++++ Data section ++++

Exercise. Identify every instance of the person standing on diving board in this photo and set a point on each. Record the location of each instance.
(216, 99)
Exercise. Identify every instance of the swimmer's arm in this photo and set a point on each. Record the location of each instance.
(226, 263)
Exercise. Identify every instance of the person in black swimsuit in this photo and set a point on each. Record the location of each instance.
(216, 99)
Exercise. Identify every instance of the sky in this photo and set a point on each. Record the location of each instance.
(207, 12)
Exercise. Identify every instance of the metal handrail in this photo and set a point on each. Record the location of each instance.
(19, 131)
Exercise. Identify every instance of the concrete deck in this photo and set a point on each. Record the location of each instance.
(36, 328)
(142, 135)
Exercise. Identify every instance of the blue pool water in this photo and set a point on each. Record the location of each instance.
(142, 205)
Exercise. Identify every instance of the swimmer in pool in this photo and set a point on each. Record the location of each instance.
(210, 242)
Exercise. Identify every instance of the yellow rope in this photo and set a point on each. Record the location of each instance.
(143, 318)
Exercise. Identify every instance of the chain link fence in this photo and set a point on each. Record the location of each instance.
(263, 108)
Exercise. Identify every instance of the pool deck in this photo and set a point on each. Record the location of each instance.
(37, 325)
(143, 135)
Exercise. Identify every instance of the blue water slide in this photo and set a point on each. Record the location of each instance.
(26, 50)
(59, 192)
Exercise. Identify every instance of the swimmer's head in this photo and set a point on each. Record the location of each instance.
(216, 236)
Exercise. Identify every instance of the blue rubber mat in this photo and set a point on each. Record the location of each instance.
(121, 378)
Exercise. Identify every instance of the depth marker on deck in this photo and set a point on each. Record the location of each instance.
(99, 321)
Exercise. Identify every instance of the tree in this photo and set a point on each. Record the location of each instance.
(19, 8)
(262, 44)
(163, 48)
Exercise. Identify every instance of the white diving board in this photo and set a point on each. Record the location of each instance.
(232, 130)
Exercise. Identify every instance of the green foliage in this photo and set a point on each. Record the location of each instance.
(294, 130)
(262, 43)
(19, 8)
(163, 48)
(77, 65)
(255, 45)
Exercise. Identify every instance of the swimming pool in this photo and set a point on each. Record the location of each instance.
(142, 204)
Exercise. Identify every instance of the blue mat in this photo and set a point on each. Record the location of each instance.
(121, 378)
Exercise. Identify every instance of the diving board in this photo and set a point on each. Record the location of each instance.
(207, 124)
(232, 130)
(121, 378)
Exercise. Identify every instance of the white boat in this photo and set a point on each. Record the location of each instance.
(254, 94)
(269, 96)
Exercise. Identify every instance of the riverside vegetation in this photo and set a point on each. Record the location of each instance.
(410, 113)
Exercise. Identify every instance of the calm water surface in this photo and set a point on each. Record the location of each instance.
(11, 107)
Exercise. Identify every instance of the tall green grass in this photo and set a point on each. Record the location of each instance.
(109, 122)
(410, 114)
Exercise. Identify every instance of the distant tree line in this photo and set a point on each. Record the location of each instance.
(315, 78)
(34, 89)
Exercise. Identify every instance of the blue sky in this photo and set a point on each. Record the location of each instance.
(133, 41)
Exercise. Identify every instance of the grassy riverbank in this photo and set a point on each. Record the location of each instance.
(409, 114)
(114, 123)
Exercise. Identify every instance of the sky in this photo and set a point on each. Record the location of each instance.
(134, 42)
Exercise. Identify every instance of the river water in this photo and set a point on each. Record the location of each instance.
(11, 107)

++++

**Required task:**
Only the lines from the one containing "Exercise. Identify every instance of the calm" through the end of the material should be reproduced, exactly, with both ends included.

**Exercise output:**
Exercise. Identify every instance of the calm water surface in this photo and set a point on each. Record the location of each instance.
(11, 107)
Exercise. Identify every instance of the tall green grass in this photo and set a point on each. Record the location of each instance.
(109, 122)
(410, 114)
Exercise. Identify every instance of the distant tree line in this photo and set a point on each. Record the location of each instance.
(315, 78)
(34, 89)
Exercise. Identify every instance of the blue sky in this photo and set a point on each. Record the location of each instance.
(133, 41)
Exercise. Identify every instance of the grassy riverbank in this photo and set a point on each. Record the location of each instance.
(409, 114)
(114, 123)
Exercise. Identify every instance of the sky in this photo and set a point on each. Record the location of each instance.
(134, 42)
Exercise. Identify every instance of the river water in this photo and set a point on each. Record the location of each instance.
(11, 107)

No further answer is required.